*Task objective*: Copy exactly the line containing "--coords pixels" and each line after it to the end of the listing, and output nothing else.

*** Opening Material provided ***

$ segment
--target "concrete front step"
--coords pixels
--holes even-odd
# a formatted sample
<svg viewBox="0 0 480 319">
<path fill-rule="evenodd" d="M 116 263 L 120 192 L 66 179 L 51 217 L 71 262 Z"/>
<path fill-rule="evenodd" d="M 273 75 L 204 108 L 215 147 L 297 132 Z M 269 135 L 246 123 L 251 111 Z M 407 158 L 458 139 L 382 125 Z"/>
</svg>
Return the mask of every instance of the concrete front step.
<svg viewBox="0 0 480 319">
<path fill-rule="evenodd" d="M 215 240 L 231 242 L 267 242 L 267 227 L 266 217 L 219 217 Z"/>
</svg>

*** Closing Material provided ***

*Answer for the task*:
--coords pixels
--holes even-odd
# a formatted sample
<svg viewBox="0 0 480 319">
<path fill-rule="evenodd" d="M 116 263 L 120 192 L 66 179 L 51 217 L 71 262 Z"/>
<path fill-rule="evenodd" d="M 273 75 L 204 108 L 215 147 L 297 132 Z M 269 135 L 246 123 L 251 111 Z M 407 158 L 458 139 L 382 125 Z"/>
</svg>
Return the mask of every instance of the concrete front step.
<svg viewBox="0 0 480 319">
<path fill-rule="evenodd" d="M 215 240 L 231 242 L 267 242 L 267 227 L 266 217 L 219 217 Z"/>
</svg>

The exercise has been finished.